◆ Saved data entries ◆
────────
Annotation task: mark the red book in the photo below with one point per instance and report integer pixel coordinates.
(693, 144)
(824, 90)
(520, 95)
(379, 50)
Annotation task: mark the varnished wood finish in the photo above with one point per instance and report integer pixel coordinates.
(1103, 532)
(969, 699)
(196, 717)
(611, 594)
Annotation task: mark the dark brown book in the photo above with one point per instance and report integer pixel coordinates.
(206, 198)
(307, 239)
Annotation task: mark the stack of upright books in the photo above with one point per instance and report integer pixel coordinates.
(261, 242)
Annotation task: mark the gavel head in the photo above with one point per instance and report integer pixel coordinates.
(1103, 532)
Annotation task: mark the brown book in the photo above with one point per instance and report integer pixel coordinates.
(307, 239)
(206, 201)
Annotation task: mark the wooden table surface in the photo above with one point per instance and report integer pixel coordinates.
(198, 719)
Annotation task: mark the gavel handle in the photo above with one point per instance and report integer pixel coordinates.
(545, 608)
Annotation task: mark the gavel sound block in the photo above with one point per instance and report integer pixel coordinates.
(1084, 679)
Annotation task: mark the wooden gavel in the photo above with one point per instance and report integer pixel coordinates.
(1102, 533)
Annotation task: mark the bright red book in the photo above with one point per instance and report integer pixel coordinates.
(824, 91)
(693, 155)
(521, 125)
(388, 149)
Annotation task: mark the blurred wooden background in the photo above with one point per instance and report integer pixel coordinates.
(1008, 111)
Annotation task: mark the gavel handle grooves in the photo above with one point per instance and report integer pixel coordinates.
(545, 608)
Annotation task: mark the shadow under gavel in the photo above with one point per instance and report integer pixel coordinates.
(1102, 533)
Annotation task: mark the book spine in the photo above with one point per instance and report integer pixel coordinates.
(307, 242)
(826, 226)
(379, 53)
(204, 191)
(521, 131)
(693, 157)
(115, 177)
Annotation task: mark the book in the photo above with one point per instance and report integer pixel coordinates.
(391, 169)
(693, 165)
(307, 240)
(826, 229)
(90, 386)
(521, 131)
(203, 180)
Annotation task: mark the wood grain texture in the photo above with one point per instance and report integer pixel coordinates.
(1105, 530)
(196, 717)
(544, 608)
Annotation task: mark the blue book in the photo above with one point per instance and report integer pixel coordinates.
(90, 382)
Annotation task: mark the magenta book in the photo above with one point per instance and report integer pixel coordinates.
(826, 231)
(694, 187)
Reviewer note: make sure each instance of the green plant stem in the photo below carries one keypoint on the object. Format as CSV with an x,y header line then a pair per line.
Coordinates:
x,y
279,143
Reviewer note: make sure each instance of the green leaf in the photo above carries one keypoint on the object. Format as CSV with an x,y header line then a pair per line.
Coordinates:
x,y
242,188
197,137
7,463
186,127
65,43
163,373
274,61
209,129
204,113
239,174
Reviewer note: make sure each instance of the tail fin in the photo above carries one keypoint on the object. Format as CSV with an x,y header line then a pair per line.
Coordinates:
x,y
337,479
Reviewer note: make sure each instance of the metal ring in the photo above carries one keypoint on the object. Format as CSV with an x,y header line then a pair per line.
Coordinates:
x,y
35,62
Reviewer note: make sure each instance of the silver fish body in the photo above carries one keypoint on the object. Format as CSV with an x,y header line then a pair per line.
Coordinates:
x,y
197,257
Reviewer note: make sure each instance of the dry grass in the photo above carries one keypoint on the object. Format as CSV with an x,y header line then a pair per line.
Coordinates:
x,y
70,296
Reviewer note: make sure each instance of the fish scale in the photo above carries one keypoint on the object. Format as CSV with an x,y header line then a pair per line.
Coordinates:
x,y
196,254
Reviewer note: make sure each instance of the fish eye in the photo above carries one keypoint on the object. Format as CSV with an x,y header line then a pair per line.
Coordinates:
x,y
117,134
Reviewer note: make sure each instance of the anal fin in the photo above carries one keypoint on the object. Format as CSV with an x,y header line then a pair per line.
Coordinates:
────────
◆ Task description ◆
Sift the data above for lines with "fish", then copy each one.

◆ Answer space ◆
Reviewer note: make sure each instance of the silver fish body in the photo above carries one keypoint on the object. Format as CSV with an x,y header line then a pair per line.
Reviewer note: make sure each instance of the fish scale in the photo above carries one keypoint on the object. Format as CSV with an x,y header line then a pair per line.
Reviewer note: make sure each instance of the fish eye in the photo above carries one keypoint on the object. Format as CSV with an x,y header line then a pair per line.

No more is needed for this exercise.